Not at all to humans, but it is very harmful to horse chestnut trees!
Do the pest-controlling wasps sting?
No. They are related to the black-and-yellow stinging wasps, but not the same species. They are beneficial insects.
Should I release my moth after the mission?
Yes, if you want to, and if you are releasing it close to where you collected the leaf. If you are in an area were the moth not yet found, it would be better to squash it, to avoid helping its spread throughout the UK. It is, after all, an invasive alien species.
How can I tell the insects apart?
The adult moth is reddish-brown and white. The pest controllers have clear wings, and are shiny. See the detailed instructions for more information. Both types of insects may be dead when you try to identify them.
Questions about the alien invasion
Where does the invader come from?
The alien moth was first found in the UK in 2002 and came from continental Europe. Adults probably hitched a ride in a car or somebody’s luggage – they are very tiny so could easily go unnoticed.
Why is the moth only found on horse chestnut trees?
The alien moth is sometimes found on other species, but it evolved on and is adapted to live on horse chestnut trees.
How long will it take for a cure to be found?
Researchers are not looking for a cure but trying to understand the invasion better. There are lots of other invasive species which may affect our environment, and understanding how they interact with native species is crucial.
Questions about conker trees
Is the game of conkers really under threat?
Maybe. Conker trees which are infected still produce lots of conkers, but they are small and unlikely to be competition winners.
Why are most of the leaf mines near the bottom of the tree?
The alien moths overwinter as pupae in the leaf litter under the tree. In spring, the first generation adults hatch, mate, fly upwards, land on leaves and the females lay their eggs. They probably simply select the nearest suitable leaves, so in early summer, most of the damage caused by the caterpillars hatching from those eggs are near the bottom of the tree. Second generation moths lay their eggs higher on the tree so that the damage spreads up trees as the summer progresses.
How can I save my conker tree from damage?
There is not much you can do, but removing all the leaf litter in autumn may help to reduce the level of infection. You will need to do this every year to minimise the damage to your tree. Any pesticide you spray onto the tree would kill not only the alien moths but also the beneficial native insects. A treatment, based on garlic extract, for bleeding canker, is available. It may also make treated trees less attractive to the alien moths, but there is no clear evidence for this.

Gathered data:
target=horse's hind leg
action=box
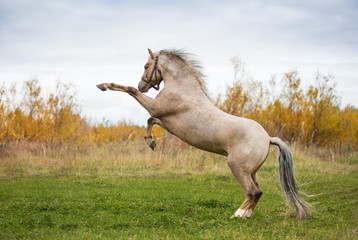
[228,156,262,218]
[144,117,162,150]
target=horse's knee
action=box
[246,189,262,201]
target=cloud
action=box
[0,0,358,124]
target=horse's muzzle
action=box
[138,78,149,93]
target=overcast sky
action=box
[0,0,358,124]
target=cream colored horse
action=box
[97,49,310,219]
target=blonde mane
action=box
[159,49,209,97]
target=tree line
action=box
[0,61,358,153]
[216,58,358,151]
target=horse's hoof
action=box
[149,140,157,151]
[96,84,107,91]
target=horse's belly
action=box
[162,116,227,156]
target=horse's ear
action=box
[148,48,155,59]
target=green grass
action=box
[0,141,358,239]
[0,170,358,239]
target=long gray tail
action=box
[270,138,311,219]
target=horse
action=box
[97,49,311,219]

WORK INSTRUCTIONS:
1/ Change "continental Europe" to "mainland Europe" in the alien moth FAQ, and write out the part starting with "The alien moth was" and going on through "horse chestnut trees?".
2/ Extend the alien moth FAQ with what comes after its final answer.
The records were taken from a separate source.

WRITTEN RESPONSES:
1/
The alien moth was first found in the UK in 2002 and came from mainland Europe. Adults probably hitched a ride in a car or somebody’s luggage – they are very tiny so could easily go unnoticed.
Why is the moth only found on horse chestnut trees?

2/
I can see some blotches on horse chestnut leaves, but how can I be sure they were caused by the moth?
Damage caused by the leaf miner is distinctive, especially until mid-July. Mines are entirely whitish or pale green, sometimes with a brown spot near the center. After mid-July, the adult moths emerge, and the empty mines turn brown. The pattern of mines remains the same, and new, pale mines can often be found.
If only the tips or edges of the leaf have shriveled up and turned brown, or if the patches are brown with yellow around them (see the photo of leaf blotch, a fungal infection, on the right), the damage was not caused by the moth.
If the tree has signs of bleeding on the trunk or branches, as well as yellowing, shriveled leaves, it may have bleeding canker, which is caused by another fungal pathogen, Phytophthora, as well as by a bacterium, Pseudomonas syringae PV aesculi.
I have noticed conker trees dying and being cut down. Is this because of the moth?
No, probably not, but it may be due to bleeding canker, which does kill the trees. Also, trees infested with the alien moth may become more susceptible to canker and other diseases, but nobody knows for sure.
Does the moth damage or kill the tree?
Yes, it damages the tree and reduces the size of the conkers, which means that trees growing from those conkers are small and weedy. The moth also may kill young trees, and cause mature trees to be susceptible to diseases which do kill them.
My conker tree is infested, should I cut it down?
Unless the damage is very unsightly, or the tree is very young, you should not consider cutting down the tree.